REQUIRED TASK:
Nothing before the line containing "Could you point at the yellow" belongs in the answer; quote that line and all lines after it through the end of the material, word for word.
— start INFORMATION PROVIDED —
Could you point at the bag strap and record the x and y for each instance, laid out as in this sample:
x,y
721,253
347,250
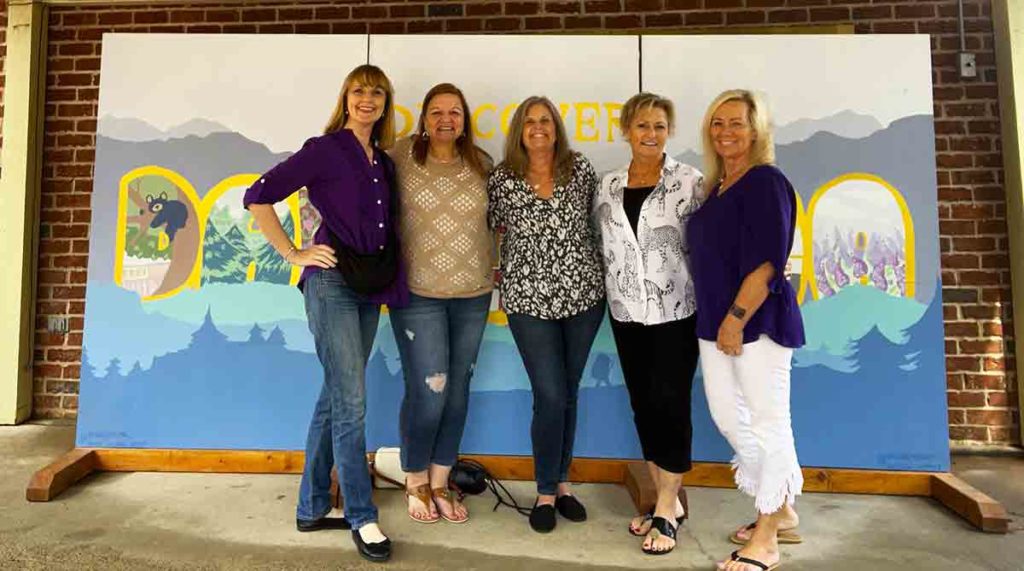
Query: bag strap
x,y
375,474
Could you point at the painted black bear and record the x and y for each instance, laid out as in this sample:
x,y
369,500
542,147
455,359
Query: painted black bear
x,y
172,213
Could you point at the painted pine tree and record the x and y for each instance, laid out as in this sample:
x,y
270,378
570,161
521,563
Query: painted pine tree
x,y
256,335
225,257
276,337
207,335
270,267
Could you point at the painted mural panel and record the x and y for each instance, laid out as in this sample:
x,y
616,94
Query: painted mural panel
x,y
196,337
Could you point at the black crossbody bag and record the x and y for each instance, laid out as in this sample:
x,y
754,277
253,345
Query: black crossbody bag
x,y
372,273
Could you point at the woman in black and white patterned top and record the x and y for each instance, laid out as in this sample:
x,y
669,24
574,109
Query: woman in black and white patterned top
x,y
641,212
552,286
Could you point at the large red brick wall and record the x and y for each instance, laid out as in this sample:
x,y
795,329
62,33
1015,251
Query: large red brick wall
x,y
981,385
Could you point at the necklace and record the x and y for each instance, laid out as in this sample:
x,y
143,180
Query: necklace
x,y
443,161
729,179
644,178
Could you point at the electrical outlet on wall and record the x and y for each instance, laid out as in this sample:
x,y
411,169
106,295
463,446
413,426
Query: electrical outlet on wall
x,y
969,68
57,324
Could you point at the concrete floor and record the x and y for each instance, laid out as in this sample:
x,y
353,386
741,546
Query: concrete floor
x,y
190,521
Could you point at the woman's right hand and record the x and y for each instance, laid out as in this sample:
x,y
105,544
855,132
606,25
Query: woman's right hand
x,y
317,255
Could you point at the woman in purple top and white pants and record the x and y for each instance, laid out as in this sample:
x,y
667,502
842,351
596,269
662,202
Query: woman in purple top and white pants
x,y
347,176
748,319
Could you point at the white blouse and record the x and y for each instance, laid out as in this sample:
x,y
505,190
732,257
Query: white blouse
x,y
646,274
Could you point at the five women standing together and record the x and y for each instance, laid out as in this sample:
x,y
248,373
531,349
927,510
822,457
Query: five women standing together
x,y
687,270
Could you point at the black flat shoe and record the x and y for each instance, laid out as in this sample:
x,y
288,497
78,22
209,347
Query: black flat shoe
x,y
570,509
378,553
323,523
542,518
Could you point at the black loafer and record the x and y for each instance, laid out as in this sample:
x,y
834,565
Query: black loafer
x,y
378,553
542,518
570,509
323,523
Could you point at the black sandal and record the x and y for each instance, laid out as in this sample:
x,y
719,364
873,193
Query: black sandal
x,y
663,527
644,519
650,515
736,557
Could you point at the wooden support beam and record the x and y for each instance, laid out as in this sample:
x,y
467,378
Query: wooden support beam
x,y
60,475
983,512
19,186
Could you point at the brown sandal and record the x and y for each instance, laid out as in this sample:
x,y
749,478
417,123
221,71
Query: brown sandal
x,y
421,492
444,494
786,536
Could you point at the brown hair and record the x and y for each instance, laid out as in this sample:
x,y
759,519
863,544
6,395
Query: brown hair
x,y
372,77
516,159
473,156
644,100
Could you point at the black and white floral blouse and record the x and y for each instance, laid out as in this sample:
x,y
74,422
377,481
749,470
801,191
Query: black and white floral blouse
x,y
647,274
550,259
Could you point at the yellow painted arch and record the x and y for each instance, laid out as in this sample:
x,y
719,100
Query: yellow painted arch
x,y
121,235
909,238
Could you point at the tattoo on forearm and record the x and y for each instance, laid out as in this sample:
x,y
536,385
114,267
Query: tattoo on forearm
x,y
737,312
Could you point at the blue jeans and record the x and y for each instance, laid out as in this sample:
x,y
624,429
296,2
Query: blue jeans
x,y
438,340
343,324
554,352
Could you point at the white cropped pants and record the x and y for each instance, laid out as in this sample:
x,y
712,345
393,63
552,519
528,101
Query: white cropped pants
x,y
749,397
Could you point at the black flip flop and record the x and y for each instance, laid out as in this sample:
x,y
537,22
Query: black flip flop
— end INFORMATION PROVIDED —
OUTPUT FOR THIS EXERCISE:
Could you point at the yellow painted arch and record the x and y for each instance, laid out as in this sample:
x,y
719,100
Query: yellow painted arch
x,y
121,235
909,238
Could you point at the tattoo on forearm and record the x and y for each instance, laid out as in this sample:
x,y
536,385
114,267
Query: tattoo on forearm
x,y
737,312
Could you point at the blue jeans and record the x and y for each instance, laid out as in this sample:
x,y
624,429
296,2
Query: blue jeans
x,y
438,340
343,324
554,352
Could you point at the white cropped pants and record the x and y for each instance, laid out as in this sample:
x,y
712,345
393,63
552,519
528,101
Query: white cropped pants
x,y
749,397
Could you point at the black flip flop and record the x and y for each instance, laid out as in this sample:
x,y
537,22
Query: black flip flop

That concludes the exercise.